I’ve been pondering the medieval practice of
craftsmen (& craftswomen!) and apprenticeship. In a mostly agrarian
society, if you weren’t tending the fields or the flocks for a living, you
might be sent off to learn a trade. Blacksmith comes to mind when I think about
medieval craftsmen, but you could just as well be apprenticed to an embroiderer
or a potter. But let’s use the blacksmith example for now.
My un-researched impression is that medieval craftsmen
did not regularly take on multiple apprentices. If you currently had one, you’d
be loath to take on a second. It’s not like you have several forges and extra
equipment to run a blacksmithing class. You’d want to see if your potential
apprentice had what it takes before taking on this person for a long
commitment. Assuming no glaring problems, you’d then spend however many years
it took with one-on-one instruction. The skills you have acquired as an expert
blacksmith took many years of practice, and to maintain your reputation, your
apprentice had better learn well.
Today’s classroom of one teacher to tens or maybe
hundreds of students is a rather modern invention. Did it arise as population
density increased, and there just needed to be a place to plop these
youngsters? I don’t know, but I’m sure someone has written a history. In any
case, as a society we somehow decided that everyone needed to know some “basics”
– reading, writing, arithmetic, and eventually more. As knowledge in different
areas grew and became increasingly diversified, more was piled into the
curriculum. Craftsmen of the medieval slant disappeared, replaced by industrial
machines. Cogs and the conveyor belt moved things along in a factory. The modern
educational-industrial complex seems to have imbibed some of the same flavor.
The medieval craftsman had a physical product. For the
blacksmith, these could be hoes, horseshoes, or hand-axes. The embroiderer and
the potter would similarly have a product to display or sell. Were there
craftsmen who did not craft a physical product? Perhaps a bard or a storyteller
could make a living by providing a service; ephemeral it may be but there were
those willing to pay for these services. Tutors for one’s children were not far
behind, at least for the few who were wealthy. So perhaps teaching could be
thought of as a service-craft. It does not produce a physical object as a
product. It’s end-product, an “educated” individual is not so easy to classify.

> _Information provided_:
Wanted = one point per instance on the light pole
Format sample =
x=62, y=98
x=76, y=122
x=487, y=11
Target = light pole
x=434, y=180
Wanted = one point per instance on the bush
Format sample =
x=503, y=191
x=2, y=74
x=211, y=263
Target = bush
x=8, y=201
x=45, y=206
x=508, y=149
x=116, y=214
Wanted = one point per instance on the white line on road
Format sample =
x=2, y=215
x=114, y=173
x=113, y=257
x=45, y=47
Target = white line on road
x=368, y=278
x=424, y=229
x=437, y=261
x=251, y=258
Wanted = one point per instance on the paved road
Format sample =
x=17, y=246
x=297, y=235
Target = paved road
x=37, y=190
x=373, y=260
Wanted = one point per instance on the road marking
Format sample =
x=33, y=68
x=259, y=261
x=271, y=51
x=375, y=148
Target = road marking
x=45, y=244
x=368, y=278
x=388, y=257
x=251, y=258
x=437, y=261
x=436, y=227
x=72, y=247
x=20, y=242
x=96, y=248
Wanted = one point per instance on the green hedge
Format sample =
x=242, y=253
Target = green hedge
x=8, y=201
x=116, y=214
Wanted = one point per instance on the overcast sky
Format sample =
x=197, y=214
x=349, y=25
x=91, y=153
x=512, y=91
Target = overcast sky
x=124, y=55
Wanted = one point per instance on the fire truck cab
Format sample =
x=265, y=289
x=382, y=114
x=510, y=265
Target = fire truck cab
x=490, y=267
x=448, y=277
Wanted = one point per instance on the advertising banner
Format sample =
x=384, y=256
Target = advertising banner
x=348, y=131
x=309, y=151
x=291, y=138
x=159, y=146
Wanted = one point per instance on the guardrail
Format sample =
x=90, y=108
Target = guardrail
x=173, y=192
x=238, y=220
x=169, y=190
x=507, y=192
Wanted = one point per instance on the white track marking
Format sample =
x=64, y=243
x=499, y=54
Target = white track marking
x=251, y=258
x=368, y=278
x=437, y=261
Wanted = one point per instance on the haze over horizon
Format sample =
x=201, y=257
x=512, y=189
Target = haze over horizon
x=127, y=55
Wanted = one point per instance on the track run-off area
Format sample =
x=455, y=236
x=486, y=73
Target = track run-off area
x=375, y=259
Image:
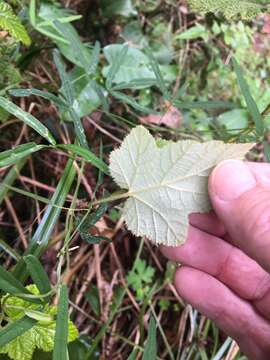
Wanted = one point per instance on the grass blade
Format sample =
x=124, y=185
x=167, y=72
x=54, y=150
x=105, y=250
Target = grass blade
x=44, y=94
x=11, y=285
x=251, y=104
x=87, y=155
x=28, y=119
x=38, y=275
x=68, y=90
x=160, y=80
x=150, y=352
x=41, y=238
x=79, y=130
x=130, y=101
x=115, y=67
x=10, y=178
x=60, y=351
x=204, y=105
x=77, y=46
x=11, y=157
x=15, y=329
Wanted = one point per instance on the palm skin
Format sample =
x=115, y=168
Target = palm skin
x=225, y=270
--
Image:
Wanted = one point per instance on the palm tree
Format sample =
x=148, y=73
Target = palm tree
--
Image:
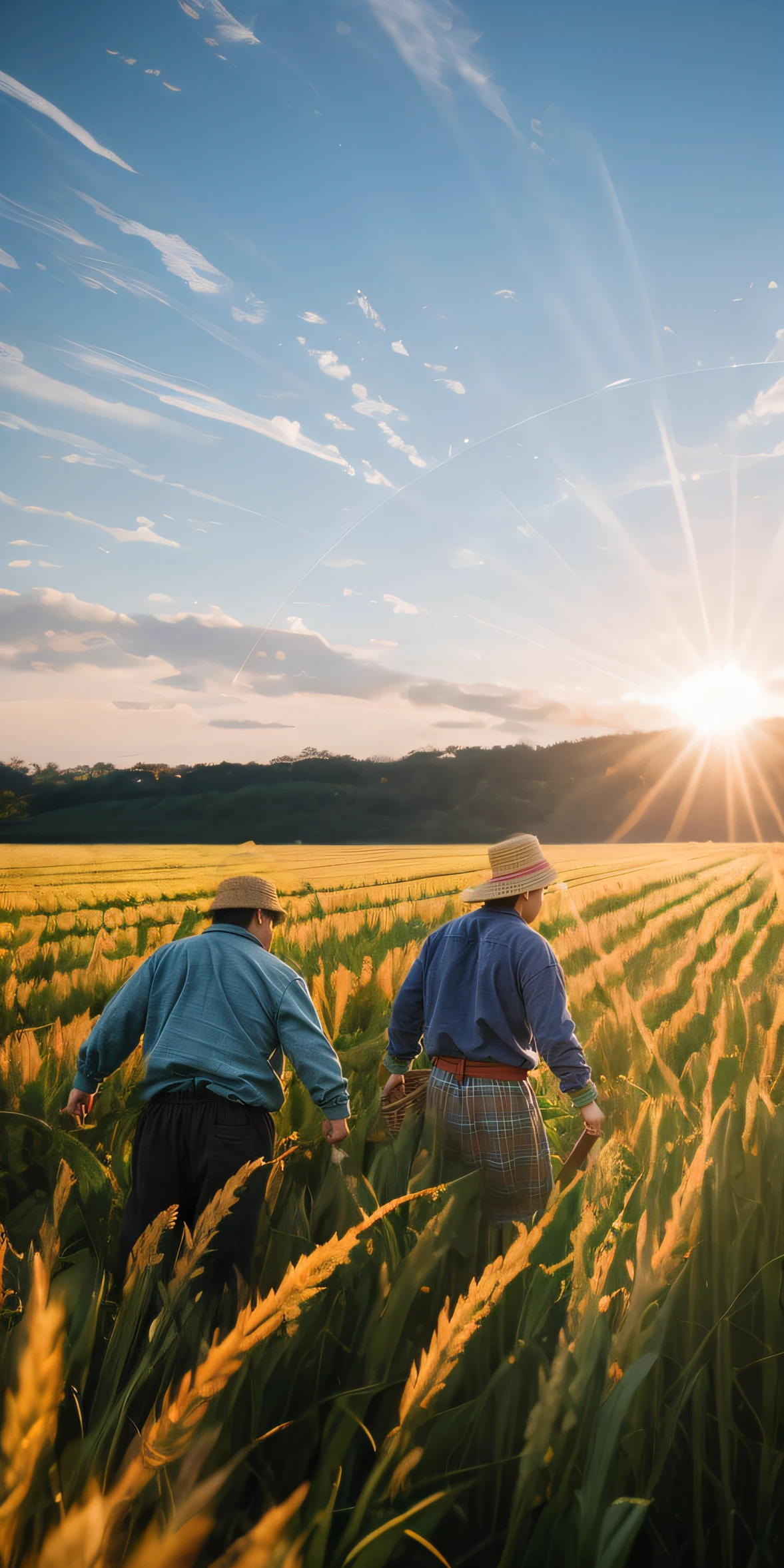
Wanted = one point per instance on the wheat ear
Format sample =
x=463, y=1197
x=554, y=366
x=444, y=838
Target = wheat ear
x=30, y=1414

> _Exercises_:
1. From the essay on medieval apprenticeship above, copy the passage that begins with "My un-researched impression" and ends with "better learn well.".
2. Translate this sentence from the essay on medieval apprenticeship above into French: "So perhaps teaching could be thought of as a service-craft."

> _Answer list_:
1.
My un-researched impression is that medieval craftsmen
did not regularly take on multiple apprentices. If you currently had one, you’d
be loath to take on a second. It’s not like you have several forges and extra
equipment to run a blacksmithing class. You’d want to see if your potential
apprentice had what it takes before taking on this person for a long
commitment. Assuming no glaring problems, you’d then spend however many years
it took with one-on-one instruction. The skills you have acquired as an expert
blacksmith took many years of practice, and to maintain your reputation, your
apprentice had better learn well.

2. Ainsi, l'enseignement pourrait peut-être être considéré comme un artisanat de service.